Give every entry again, word for word.

┄┄┄┄┄┄┄┄┄┄┄┄┄┄┄┄┄┄┄┄

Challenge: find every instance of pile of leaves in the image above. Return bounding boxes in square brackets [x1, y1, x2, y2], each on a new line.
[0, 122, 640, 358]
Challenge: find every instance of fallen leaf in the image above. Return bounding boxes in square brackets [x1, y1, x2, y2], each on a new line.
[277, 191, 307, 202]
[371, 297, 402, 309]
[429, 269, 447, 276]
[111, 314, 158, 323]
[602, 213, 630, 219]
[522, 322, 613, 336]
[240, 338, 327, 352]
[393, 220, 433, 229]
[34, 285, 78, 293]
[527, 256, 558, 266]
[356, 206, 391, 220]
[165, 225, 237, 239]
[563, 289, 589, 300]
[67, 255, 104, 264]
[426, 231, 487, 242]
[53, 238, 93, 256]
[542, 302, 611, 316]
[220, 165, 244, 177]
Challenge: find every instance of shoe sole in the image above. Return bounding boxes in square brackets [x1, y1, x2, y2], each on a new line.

┄┄┄┄┄┄┄┄┄┄┄┄┄┄┄┄┄┄┄┄

### [The answer]
Challenge: find every instance of pile of leaves in the image above. Return bounding boxes in square brackets [x1, y1, x2, y2], each on a new line.
[0, 122, 640, 358]
Challenge: find every instance of fallen leaf in the image above. Return bounding boxes in square brackets [x1, y1, x2, y2], each on a new line.
[277, 191, 307, 202]
[371, 297, 402, 309]
[429, 269, 447, 276]
[111, 314, 158, 323]
[602, 213, 630, 219]
[522, 322, 613, 336]
[240, 338, 327, 352]
[393, 220, 433, 229]
[34, 285, 78, 293]
[527, 256, 558, 266]
[356, 206, 391, 220]
[165, 225, 237, 239]
[563, 289, 589, 300]
[67, 255, 104, 264]
[426, 231, 487, 242]
[53, 238, 93, 256]
[542, 302, 611, 316]
[220, 165, 244, 177]
Challenge: find every instance of shoe sole in the image above. Return bounding boxes in square brackets [x1, y1, x2, y2], each on a new line.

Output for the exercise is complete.